# Directions:
Rewrite all of the entries below, replacing "green seedling" with "young plant" and keeping everything else unchanged. Leave the pictures out.

# Data section:
___
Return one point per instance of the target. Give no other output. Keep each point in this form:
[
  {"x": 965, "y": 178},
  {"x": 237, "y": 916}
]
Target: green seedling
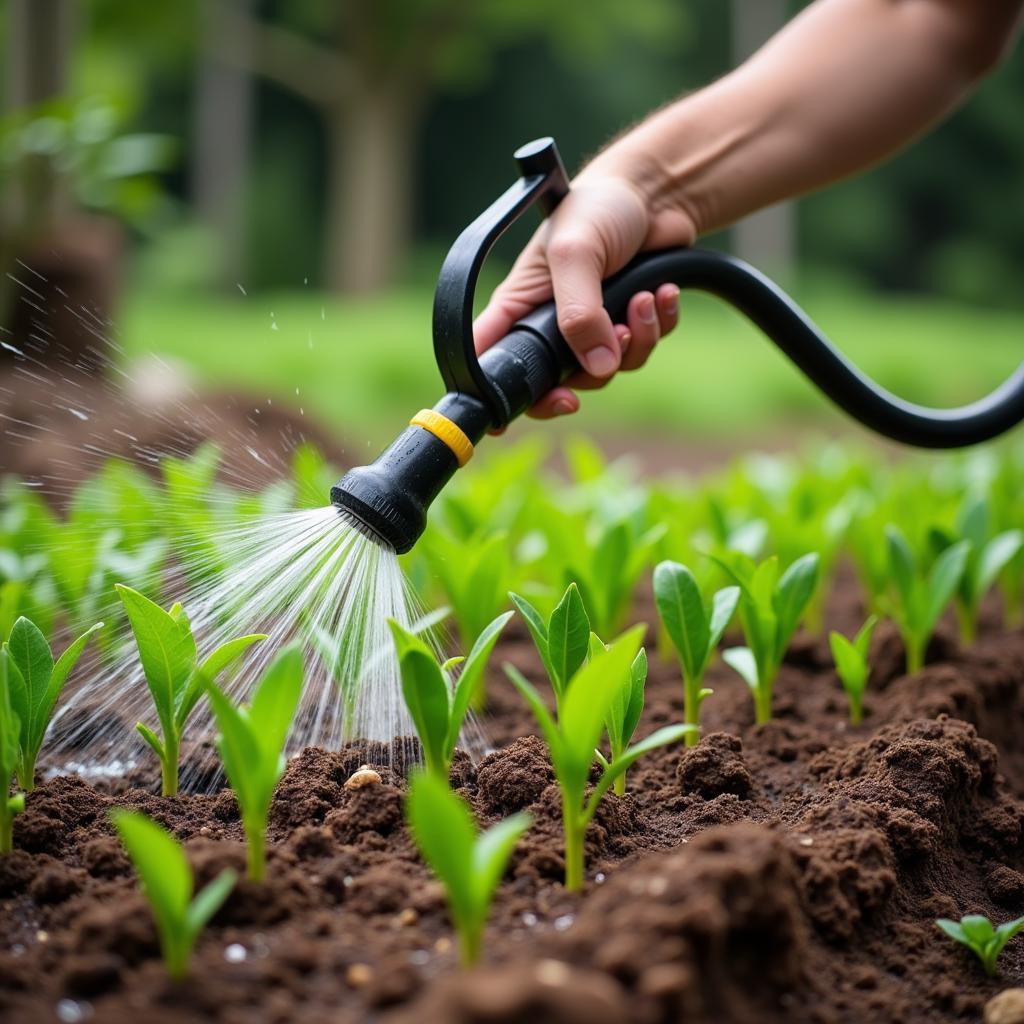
[
  {"x": 851, "y": 666},
  {"x": 470, "y": 864},
  {"x": 987, "y": 557},
  {"x": 438, "y": 709},
  {"x": 167, "y": 649},
  {"x": 770, "y": 608},
  {"x": 36, "y": 683},
  {"x": 572, "y": 739},
  {"x": 624, "y": 714},
  {"x": 251, "y": 742},
  {"x": 695, "y": 627},
  {"x": 920, "y": 596},
  {"x": 977, "y": 933},
  {"x": 169, "y": 884},
  {"x": 473, "y": 573},
  {"x": 9, "y": 734},
  {"x": 562, "y": 641}
]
___
# Result of the task:
Return one point per instance of the target. Give no other output. Keep each point in this form:
[
  {"x": 965, "y": 178},
  {"x": 237, "y": 916}
]
Target: young plant
[
  {"x": 851, "y": 666},
  {"x": 470, "y": 864},
  {"x": 987, "y": 557},
  {"x": 438, "y": 709},
  {"x": 167, "y": 649},
  {"x": 770, "y": 608},
  {"x": 36, "y": 683},
  {"x": 572, "y": 739},
  {"x": 624, "y": 714},
  {"x": 251, "y": 742},
  {"x": 695, "y": 627},
  {"x": 920, "y": 596},
  {"x": 977, "y": 933},
  {"x": 169, "y": 884},
  {"x": 473, "y": 573},
  {"x": 9, "y": 734},
  {"x": 562, "y": 641}
]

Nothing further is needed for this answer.